[TEXTO EXTRAÍDO]

□ □ □ □ □ □ □

11 - DE
OCTUBRE – LUNES –
28ª –
SEMANA DEL T. O. – B –
SAN JUAN XXIII
Comienzo de la carta del apóstol
san Pablo a los Romanos (1,1-7):
Pablo, siervo
de Cristo Jesús, llamado a ser apóstol, escogido para anunciar el Evangelio de
Dios. Este Evangelio, prometido ya por sus profetas en las Escrituras santas,
se refiere a su Hijo, nacido, según la carne, de la estirpe de David;
constituido, según el Espíritu Santo, Hijo de Dios, con pleno poder por su
resurrección de la muerte: Jesucristo, nuestro Señor.
Por él hemos recibido este don y esta
misión: hacer que todos los gentiles respondan a la fe, para gloria de su
nombre. Entre ellos estáis también vosotros, llamados por Cristo Jesús.
A todos los de Roma, a quienes Dios ama
y ha llamado a formar parte de los santos, os deseo la gracia y la paz de Dios,
nuestro Padre, y del Señor Jesucristo.
Palabra de Dios
Salmo: 97
R/. El Señor da a conocer su victoria
Cantad al
Señor un cantico nuevo,
porque ha hecho maravillas:
su diestra le ha dado la victoria,
su santo brazo. R/.
El Señor da a
conocer su victoria,
revela a las naciones su justicia:
se acordó de su misericordia y su fidelidad
en favor de la casa de Israel. R/.
Los confines
de la tierra han contemplado
la victoria de nuestro Dios.
Aclamad al Señor, tierra entera;
gritad, vitoread, tocad. R/.
Lectura del santo evangelio según san
Lucas (11,29-32)
En aquel
tiempo, la gente se apiñaba alrededor de Jesús, y él se puso a decirles:
«Esta generación es una generación
perversa. Pide un signo, pero no se le dará más signo que el signo de Jonás.

□ □ □ □ □ □ □

Filas de datos sobre dónde aparecen los objetos:
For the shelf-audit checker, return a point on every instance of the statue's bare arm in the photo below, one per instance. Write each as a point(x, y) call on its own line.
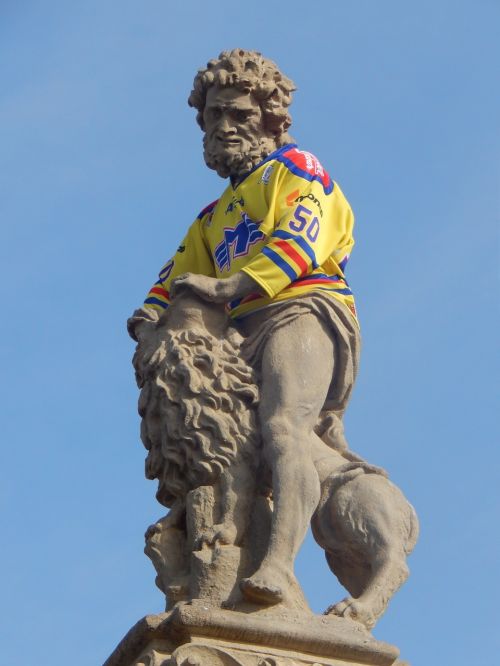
point(215, 290)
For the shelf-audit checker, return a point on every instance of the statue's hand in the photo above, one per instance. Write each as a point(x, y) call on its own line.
point(212, 289)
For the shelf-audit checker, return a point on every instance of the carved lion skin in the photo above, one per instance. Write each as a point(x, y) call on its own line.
point(198, 407)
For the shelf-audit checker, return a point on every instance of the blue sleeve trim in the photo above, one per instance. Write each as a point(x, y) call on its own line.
point(155, 301)
point(274, 256)
point(328, 189)
point(286, 235)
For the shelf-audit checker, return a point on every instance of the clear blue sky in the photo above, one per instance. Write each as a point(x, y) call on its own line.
point(399, 101)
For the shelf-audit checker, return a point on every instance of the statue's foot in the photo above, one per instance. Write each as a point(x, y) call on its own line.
point(267, 586)
point(354, 609)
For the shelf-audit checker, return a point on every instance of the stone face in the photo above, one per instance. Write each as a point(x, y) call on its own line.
point(243, 421)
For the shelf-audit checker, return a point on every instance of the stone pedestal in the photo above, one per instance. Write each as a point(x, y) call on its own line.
point(195, 634)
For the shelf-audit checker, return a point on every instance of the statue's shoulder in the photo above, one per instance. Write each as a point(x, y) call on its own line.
point(207, 210)
point(305, 165)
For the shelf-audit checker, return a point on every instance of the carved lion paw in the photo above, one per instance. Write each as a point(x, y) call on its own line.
point(218, 534)
point(353, 609)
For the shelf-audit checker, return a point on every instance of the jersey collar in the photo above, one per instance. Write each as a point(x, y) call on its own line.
point(235, 182)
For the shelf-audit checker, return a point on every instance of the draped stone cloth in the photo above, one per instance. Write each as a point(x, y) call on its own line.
point(338, 322)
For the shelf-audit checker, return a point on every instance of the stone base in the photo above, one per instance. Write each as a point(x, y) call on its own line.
point(194, 634)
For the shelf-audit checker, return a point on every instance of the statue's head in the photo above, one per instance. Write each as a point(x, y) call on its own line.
point(242, 101)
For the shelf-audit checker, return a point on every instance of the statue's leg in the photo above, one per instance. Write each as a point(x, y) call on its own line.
point(297, 367)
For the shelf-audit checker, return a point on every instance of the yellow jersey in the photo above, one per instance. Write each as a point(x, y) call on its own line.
point(285, 223)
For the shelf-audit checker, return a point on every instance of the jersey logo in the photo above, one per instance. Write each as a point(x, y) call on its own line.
point(234, 202)
point(237, 242)
point(305, 165)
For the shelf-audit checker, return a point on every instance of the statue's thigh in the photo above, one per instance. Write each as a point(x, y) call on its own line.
point(297, 368)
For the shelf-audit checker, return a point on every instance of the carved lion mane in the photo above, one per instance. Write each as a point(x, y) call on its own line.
point(192, 384)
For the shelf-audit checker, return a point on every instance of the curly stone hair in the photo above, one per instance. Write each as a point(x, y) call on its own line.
point(248, 71)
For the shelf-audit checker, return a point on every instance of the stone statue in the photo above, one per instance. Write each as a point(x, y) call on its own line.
point(248, 348)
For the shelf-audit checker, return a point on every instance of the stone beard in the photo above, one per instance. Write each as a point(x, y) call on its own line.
point(230, 162)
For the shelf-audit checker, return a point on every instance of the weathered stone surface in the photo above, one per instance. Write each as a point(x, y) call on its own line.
point(242, 419)
point(195, 633)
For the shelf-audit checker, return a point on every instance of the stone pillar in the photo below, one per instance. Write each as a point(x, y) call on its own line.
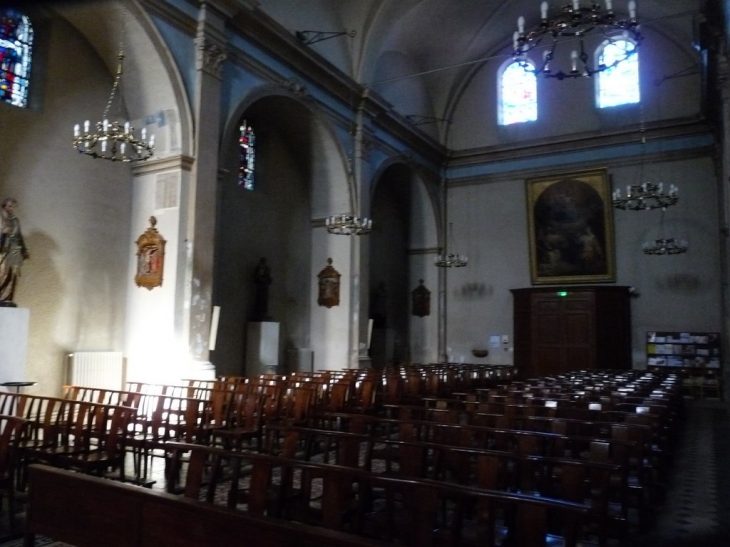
point(201, 199)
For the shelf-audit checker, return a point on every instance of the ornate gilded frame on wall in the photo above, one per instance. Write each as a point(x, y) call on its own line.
point(570, 220)
point(150, 257)
point(329, 286)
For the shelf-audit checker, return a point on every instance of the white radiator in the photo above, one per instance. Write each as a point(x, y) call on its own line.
point(102, 369)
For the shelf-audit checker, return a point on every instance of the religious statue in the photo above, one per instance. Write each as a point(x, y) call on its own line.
point(379, 307)
point(262, 279)
point(150, 257)
point(12, 252)
point(421, 300)
point(329, 286)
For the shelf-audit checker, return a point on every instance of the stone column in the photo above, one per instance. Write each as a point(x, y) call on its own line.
point(199, 232)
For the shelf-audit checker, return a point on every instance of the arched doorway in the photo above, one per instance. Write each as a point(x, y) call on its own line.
point(298, 172)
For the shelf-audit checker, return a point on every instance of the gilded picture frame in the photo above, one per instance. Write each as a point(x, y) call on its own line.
point(570, 223)
point(150, 257)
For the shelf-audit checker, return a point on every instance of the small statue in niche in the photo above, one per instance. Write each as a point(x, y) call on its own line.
point(150, 257)
point(12, 251)
point(329, 286)
point(379, 307)
point(262, 280)
point(421, 300)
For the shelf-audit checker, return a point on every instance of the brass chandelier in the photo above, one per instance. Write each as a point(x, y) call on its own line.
point(348, 225)
point(573, 22)
point(450, 259)
point(113, 140)
point(646, 196)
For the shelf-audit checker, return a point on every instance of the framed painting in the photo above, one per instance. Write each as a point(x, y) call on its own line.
point(150, 257)
point(570, 218)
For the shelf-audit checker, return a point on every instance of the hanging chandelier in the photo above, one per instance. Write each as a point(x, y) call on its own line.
point(450, 260)
point(664, 245)
point(347, 225)
point(646, 196)
point(113, 140)
point(573, 22)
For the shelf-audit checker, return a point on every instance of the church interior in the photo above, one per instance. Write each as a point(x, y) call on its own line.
point(308, 187)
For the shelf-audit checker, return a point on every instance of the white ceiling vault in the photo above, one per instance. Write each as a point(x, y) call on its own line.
point(429, 48)
point(418, 55)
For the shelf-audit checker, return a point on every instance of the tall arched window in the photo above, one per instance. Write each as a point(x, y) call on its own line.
point(618, 84)
point(16, 45)
point(517, 95)
point(247, 155)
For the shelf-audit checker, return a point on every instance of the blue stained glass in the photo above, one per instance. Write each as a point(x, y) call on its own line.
point(618, 84)
point(518, 95)
point(247, 156)
point(16, 43)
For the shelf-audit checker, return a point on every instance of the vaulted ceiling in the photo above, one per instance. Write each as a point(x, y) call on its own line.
point(427, 49)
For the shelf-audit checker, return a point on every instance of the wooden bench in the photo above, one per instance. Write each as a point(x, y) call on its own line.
point(404, 510)
point(88, 511)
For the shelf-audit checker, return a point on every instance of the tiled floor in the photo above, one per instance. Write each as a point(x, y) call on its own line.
point(696, 508)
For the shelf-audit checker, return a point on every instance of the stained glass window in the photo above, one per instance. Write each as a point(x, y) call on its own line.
point(518, 95)
point(16, 43)
point(618, 84)
point(247, 156)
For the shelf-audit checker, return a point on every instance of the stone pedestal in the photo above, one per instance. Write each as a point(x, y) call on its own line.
point(382, 347)
point(262, 347)
point(299, 360)
point(13, 343)
point(199, 370)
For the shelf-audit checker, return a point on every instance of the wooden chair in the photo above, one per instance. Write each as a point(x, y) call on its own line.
point(106, 444)
point(13, 431)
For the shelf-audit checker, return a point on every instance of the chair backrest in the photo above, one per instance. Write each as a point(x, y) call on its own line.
point(12, 429)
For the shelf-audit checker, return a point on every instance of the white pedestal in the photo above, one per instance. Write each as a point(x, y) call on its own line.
point(299, 360)
point(14, 343)
point(262, 347)
point(382, 347)
point(199, 370)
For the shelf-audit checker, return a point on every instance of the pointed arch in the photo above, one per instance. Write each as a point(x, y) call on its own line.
point(16, 51)
point(619, 83)
point(517, 93)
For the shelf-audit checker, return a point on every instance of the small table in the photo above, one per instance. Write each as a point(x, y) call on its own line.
point(18, 385)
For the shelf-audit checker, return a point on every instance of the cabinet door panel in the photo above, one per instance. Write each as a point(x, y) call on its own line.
point(578, 329)
point(577, 358)
point(548, 329)
point(548, 360)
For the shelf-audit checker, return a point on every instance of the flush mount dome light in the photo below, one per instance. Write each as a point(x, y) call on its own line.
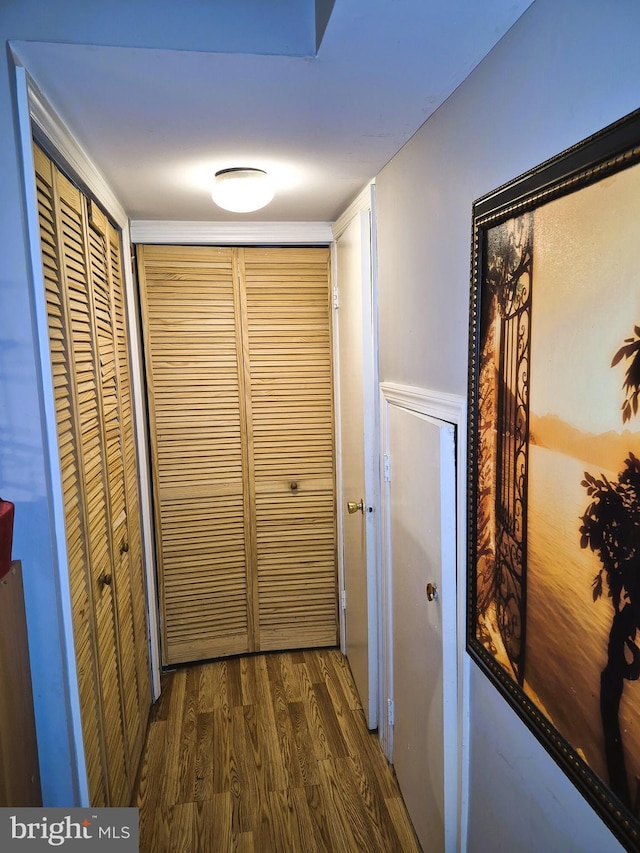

□ □ □ □ □ □ □

[CONJUNTO DE TAREAS]
**A.** Transcribe sin cambios y de principio a fin el texto de las lecturas del 11 de octubre.
**B.** En el listado, reescribe las líneas comprendidas entre la que contiene "the small statue" y la que contiene "point(418, 55)", ambas incluidas, sustituyendo "chandelier" por "lamp" y sin alterar nada más. Entrega únicamente esas líneas.

[RESPUESTAS ESCRITAS]
**A.**
11 - DE
OCTUBRE – LUNES –
28ª –
SEMANA DEL T. O. – B –
SAN JUAN XXIII
Comienzo de la carta del apóstol
san Pablo a los Romanos (1,1-7):
Pablo, siervo
de Cristo Jesús, llamado a ser apóstol, escogido para anunciar el Evangelio de
Dios. Este Evangelio, prometido ya por sus profetas en las Escrituras santas,
se refiere a su Hijo, nacido, según la carne, de la estirpe de David;
constituido, según el Espíritu Santo, Hijo de Dios, con pleno poder por su
resurrección de la muerte: Jesucristo, nuestro Señor.
Por él hemos recibido este don y esta
misión: hacer que todos los gentiles respondan a la fe, para gloria de su
nombre. Entre ellos estáis también vosotros, llamados por Cristo Jesús.
A todos los de Roma, a quienes Dios ama
y ha llamado a formar parte de los santos, os deseo la gracia y la paz de Dios,
nuestro Padre, y del Señor Jesucristo.
Palabra de Dios
Salmo: 97
R/. El Señor da a conocer su victoria
Cantad al
Señor un cantico nuevo,
porque ha hecho maravillas:
su diestra le ha dado la victoria,
su santo brazo. R/.
El Señor da a
conocer su victoria,
revela a las naciones su justicia:
se acordó de su misericordia y su fidelidad
en favor de la casa de Israel. R/.
Los confines
de la tierra han contemplado
la victoria de nuestro Dios.
Aclamad al Señor, tierra entera;
gritad, vitoread, tocad. R/.
Lectura del santo evangelio según san
Lucas (11,29-32)
En aquel
tiempo, la gente se apiñaba alrededor de Jesús, y él se puso a decirles:
«Esta generación es una generación
perversa. Pide un signo, pero no se le dará más signo que el signo de Jonás.

**B.**
For the shelf-audit checker, return a point on every instance of the small statue in niche in the photo above, one per instance. Write each as a point(x, y) call on its own line.
point(150, 257)
point(12, 251)
point(329, 286)
point(379, 307)
point(262, 280)
point(421, 300)
For the shelf-audit checker, return a point on every instance of the brass lamp in the photo above, one per instance. Write each as a point(x, y) call on its own line.
point(348, 225)
point(573, 22)
point(450, 259)
point(113, 140)
point(646, 196)
For the shelf-audit checker, return a point on every instance of the framed painting in the photo above, one per instance. Write each as a point(x, y) call on its own line.
point(150, 257)
point(570, 218)
For the shelf-audit checker, return a point on every instance of the hanging lamp in the photo above, one per instance. Write each as a point(x, y) call on its own line.
point(450, 260)
point(664, 245)
point(347, 225)
point(646, 196)
point(113, 140)
point(573, 22)
For the shelf-audit checker, return a point on every instance of the church interior in the photo above, one per instance. Write each as a point(x, y) call on its own line.
point(308, 187)
For the shelf-audit checker, return a point on every instance of the white ceiling vault in the photo above, one per instance. Write each as a point(x, y) call on its own line.
point(429, 48)
point(418, 55)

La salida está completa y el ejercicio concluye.